DATA FOR THIS TASK>
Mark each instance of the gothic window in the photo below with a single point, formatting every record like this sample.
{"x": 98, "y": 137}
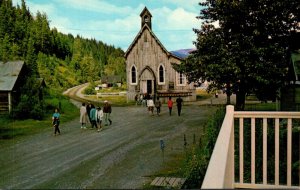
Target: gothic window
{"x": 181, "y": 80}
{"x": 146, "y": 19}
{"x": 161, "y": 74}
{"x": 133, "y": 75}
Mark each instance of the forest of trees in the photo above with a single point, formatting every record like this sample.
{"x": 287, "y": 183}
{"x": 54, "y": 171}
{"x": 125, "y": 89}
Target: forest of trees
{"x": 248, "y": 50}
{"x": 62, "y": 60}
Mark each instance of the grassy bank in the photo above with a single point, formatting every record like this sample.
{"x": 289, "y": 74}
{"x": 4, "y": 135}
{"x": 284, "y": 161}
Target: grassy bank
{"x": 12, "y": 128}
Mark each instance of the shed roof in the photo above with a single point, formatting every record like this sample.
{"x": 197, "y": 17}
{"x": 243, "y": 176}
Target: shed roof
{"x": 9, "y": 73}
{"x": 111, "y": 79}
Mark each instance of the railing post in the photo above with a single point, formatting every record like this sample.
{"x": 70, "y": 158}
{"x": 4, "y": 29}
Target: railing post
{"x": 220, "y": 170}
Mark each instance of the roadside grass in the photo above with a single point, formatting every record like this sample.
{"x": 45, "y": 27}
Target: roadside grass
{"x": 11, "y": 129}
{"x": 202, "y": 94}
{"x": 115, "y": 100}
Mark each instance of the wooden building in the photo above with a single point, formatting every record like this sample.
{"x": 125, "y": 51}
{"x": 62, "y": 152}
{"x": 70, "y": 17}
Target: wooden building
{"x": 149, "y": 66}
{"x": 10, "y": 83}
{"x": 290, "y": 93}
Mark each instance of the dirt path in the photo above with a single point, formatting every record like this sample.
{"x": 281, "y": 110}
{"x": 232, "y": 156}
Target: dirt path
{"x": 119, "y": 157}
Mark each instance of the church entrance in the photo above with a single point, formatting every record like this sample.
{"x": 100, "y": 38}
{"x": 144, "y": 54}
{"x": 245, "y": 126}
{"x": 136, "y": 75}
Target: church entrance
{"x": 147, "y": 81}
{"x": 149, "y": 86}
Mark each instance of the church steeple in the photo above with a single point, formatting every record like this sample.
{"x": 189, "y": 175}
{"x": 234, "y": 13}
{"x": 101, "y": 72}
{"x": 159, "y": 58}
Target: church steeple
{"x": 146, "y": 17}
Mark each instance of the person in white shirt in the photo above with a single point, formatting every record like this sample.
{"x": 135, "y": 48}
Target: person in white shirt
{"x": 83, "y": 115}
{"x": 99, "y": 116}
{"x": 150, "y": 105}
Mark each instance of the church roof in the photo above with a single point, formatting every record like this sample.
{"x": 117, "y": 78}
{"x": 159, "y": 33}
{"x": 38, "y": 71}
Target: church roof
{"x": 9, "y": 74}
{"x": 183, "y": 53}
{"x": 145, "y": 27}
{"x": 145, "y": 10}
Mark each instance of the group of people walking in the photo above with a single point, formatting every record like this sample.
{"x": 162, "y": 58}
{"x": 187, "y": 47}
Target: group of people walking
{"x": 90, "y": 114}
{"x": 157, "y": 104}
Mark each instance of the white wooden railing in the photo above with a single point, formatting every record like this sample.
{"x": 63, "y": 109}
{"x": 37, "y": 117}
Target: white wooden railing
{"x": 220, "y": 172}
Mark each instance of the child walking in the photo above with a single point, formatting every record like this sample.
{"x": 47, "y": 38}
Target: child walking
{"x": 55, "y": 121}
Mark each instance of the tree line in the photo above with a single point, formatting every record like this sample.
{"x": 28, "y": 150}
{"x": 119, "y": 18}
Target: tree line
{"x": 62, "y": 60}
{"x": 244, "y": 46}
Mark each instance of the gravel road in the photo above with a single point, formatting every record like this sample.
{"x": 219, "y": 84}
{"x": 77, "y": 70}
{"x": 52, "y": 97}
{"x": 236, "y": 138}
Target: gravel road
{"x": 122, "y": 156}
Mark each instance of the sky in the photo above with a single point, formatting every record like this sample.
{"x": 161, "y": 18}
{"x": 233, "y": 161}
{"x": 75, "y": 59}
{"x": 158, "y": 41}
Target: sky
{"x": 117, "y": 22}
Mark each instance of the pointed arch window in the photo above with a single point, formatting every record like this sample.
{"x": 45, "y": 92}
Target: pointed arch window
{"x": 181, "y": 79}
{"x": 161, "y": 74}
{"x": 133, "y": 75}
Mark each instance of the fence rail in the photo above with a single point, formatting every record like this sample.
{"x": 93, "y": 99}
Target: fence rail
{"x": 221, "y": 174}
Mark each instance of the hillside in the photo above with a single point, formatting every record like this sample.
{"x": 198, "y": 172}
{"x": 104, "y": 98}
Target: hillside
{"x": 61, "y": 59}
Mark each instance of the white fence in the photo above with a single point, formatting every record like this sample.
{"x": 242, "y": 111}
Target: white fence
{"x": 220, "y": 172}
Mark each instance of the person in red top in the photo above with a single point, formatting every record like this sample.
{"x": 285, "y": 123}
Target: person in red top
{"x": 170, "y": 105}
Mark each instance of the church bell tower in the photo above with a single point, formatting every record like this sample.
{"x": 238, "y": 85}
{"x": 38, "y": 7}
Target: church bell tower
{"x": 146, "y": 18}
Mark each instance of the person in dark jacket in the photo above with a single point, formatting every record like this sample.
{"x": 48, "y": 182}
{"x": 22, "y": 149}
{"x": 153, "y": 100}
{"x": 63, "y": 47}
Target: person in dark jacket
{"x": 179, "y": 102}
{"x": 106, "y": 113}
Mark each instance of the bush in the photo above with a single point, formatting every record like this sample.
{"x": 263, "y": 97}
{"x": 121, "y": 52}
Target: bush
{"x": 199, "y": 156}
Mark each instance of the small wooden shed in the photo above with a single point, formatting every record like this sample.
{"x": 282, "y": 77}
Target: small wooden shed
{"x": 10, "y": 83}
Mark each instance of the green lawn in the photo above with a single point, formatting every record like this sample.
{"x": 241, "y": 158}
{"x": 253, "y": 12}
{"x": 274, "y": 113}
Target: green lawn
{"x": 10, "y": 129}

SET PROBLEM> The material above must be printed exactly, with its pictures left out.

SOLUTION FOR THIS PROBLEM>
Mark each instance of the gothic window in the photo below with a single point, formatting every record like this sample.
{"x": 98, "y": 137}
Target: gothic window
{"x": 181, "y": 80}
{"x": 146, "y": 19}
{"x": 161, "y": 74}
{"x": 133, "y": 75}
Mark each instance of the forest of trees in the photo above with a single point, formatting every record like this sample.
{"x": 287, "y": 183}
{"x": 54, "y": 171}
{"x": 125, "y": 89}
Target: forest of trees
{"x": 248, "y": 50}
{"x": 62, "y": 60}
Mark each instance of the grassy bank in the photo above with a single point, formatting every record like this sample.
{"x": 289, "y": 74}
{"x": 4, "y": 135}
{"x": 284, "y": 161}
Target: grassy bank
{"x": 12, "y": 128}
Mark each instance of the shed roof in the photo above with a single point, formatting every record like this sample.
{"x": 197, "y": 17}
{"x": 243, "y": 176}
Target: shed roof
{"x": 9, "y": 73}
{"x": 111, "y": 79}
Mark each instance of the railing post in the photo above with a single point, formatting every record like this sample.
{"x": 70, "y": 158}
{"x": 4, "y": 29}
Target: railing post
{"x": 220, "y": 170}
Mark each instance of the roadside grass in the photo above with a single point, formatting every record like this sample.
{"x": 45, "y": 27}
Target: roadside grass
{"x": 11, "y": 129}
{"x": 202, "y": 94}
{"x": 115, "y": 100}
Mark each instance of the wooden building in the photo above with a single point, formatting every record like this sample.
{"x": 125, "y": 51}
{"x": 62, "y": 152}
{"x": 70, "y": 17}
Target: wooden building
{"x": 149, "y": 66}
{"x": 10, "y": 83}
{"x": 290, "y": 93}
Mark each instance of the dirt path in the photo above with a single point, formatting every record like this sample.
{"x": 281, "y": 110}
{"x": 232, "y": 156}
Target: dirt path
{"x": 119, "y": 157}
Mark each instance of the church entrance in the photo above with a single point, formatting every record like this sample.
{"x": 100, "y": 38}
{"x": 144, "y": 54}
{"x": 245, "y": 126}
{"x": 136, "y": 75}
Target: church entrance
{"x": 147, "y": 81}
{"x": 149, "y": 86}
Mark each instance of the church steeple in the photo above with a single point, formatting every record like this sample.
{"x": 189, "y": 175}
{"x": 234, "y": 13}
{"x": 101, "y": 72}
{"x": 159, "y": 58}
Target: church steeple
{"x": 146, "y": 17}
Mark each instance of the person in white shirt in the photo above with a single point, formatting every record like this sample.
{"x": 135, "y": 48}
Target: person in white shirt
{"x": 83, "y": 115}
{"x": 99, "y": 116}
{"x": 150, "y": 105}
Mark each instance of the church roof in the photo above with a single point, formatting every record like this sample.
{"x": 117, "y": 78}
{"x": 159, "y": 33}
{"x": 38, "y": 71}
Target: church roof
{"x": 9, "y": 74}
{"x": 183, "y": 53}
{"x": 145, "y": 27}
{"x": 145, "y": 10}
Mark each instance of the group of people walking in the photo above with a single point, formatting every record like this sample.
{"x": 162, "y": 58}
{"x": 187, "y": 47}
Target: group of people walking
{"x": 90, "y": 114}
{"x": 157, "y": 104}
Mark each instance of the white wooden railing in the photo above with a single point, formatting every record like this sample.
{"x": 63, "y": 109}
{"x": 37, "y": 117}
Target: white wooden railing
{"x": 220, "y": 172}
Mark each instance of the child walking in the photo above with a single point, formatting every record like this sample.
{"x": 47, "y": 38}
Target: child walking
{"x": 55, "y": 121}
Mark each instance of the tree line in the photo above with a single point, formatting every record like this sample.
{"x": 28, "y": 150}
{"x": 119, "y": 18}
Target: tree line
{"x": 62, "y": 60}
{"x": 244, "y": 46}
Mark each instance of the gravel road in the photo above with a single point, formatting every record like this sample.
{"x": 219, "y": 84}
{"x": 77, "y": 70}
{"x": 52, "y": 97}
{"x": 236, "y": 138}
Target: gravel road
{"x": 122, "y": 156}
Mark each instance of the sky in the photo above with a single point, formatting every record like this sample.
{"x": 161, "y": 18}
{"x": 233, "y": 161}
{"x": 75, "y": 59}
{"x": 158, "y": 41}
Target: sky
{"x": 117, "y": 22}
Mark each instance of the pointed arch window in the photo above with a single point, formatting every record like this sample.
{"x": 45, "y": 92}
Target: pointed arch window
{"x": 181, "y": 79}
{"x": 161, "y": 74}
{"x": 133, "y": 75}
Mark each instance of the fence rail in the photo above with a single point, formatting every record like this sample.
{"x": 93, "y": 99}
Target: fence rail
{"x": 221, "y": 174}
Mark each instance of the hillside in the photo above with a single point, formatting every record like this sample.
{"x": 198, "y": 172}
{"x": 104, "y": 98}
Target: hillside
{"x": 61, "y": 59}
Mark each instance of the white fence in the photo above with a single point, formatting every record like this sample.
{"x": 242, "y": 111}
Target: white fence
{"x": 220, "y": 172}
Mark each instance of the person in red top in the photo above with a single point, formatting every record like this sample.
{"x": 285, "y": 123}
Target: person in red top
{"x": 170, "y": 105}
Mark each instance of the church bell tower in the photo above with a single point, formatting every record like this sample.
{"x": 238, "y": 85}
{"x": 38, "y": 7}
Target: church bell tower
{"x": 146, "y": 18}
Mark each instance of the person in dark jacket in the photo above with a single point, formatting every record like this sample.
{"x": 48, "y": 182}
{"x": 22, "y": 149}
{"x": 153, "y": 100}
{"x": 63, "y": 47}
Target: person in dark jacket
{"x": 179, "y": 102}
{"x": 106, "y": 113}
Mark each instance of the bush in the photo above with a single point, formatting every record like this sample.
{"x": 263, "y": 97}
{"x": 121, "y": 52}
Target: bush
{"x": 199, "y": 156}
Mark each instance of the small wooden shed in the photo above with a single point, formatting every record like this sample.
{"x": 282, "y": 77}
Target: small wooden shed
{"x": 10, "y": 83}
Mark each instance of the green lawn in the photo above with a single point, formatting every record like this sample.
{"x": 241, "y": 158}
{"x": 253, "y": 12}
{"x": 274, "y": 113}
Target: green lawn
{"x": 10, "y": 129}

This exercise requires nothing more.